>> Start Provided records
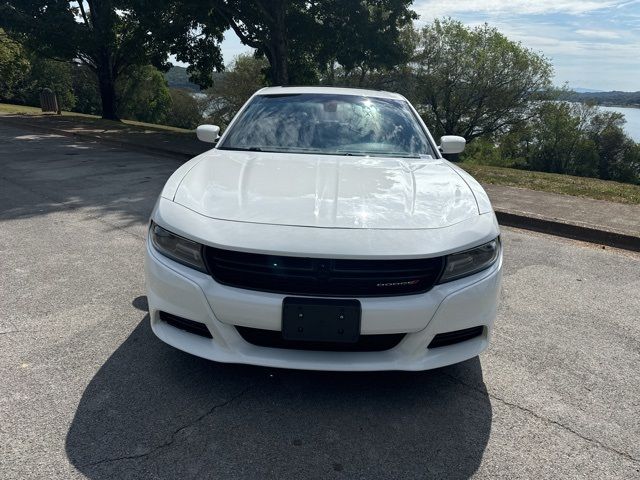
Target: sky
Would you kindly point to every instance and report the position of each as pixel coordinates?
(592, 44)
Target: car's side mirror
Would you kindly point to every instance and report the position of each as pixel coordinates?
>> End Provided records
## What the task asks
Reproduce every line of the material above word for word, leaving out the pictures.

## Correct result
Target: sky
Would you kindly point to every instance and report the position of each as pixel coordinates?
(592, 44)
Target: car's side mirror
Would you kindly point to every instance and report the position of each as pixel coordinates?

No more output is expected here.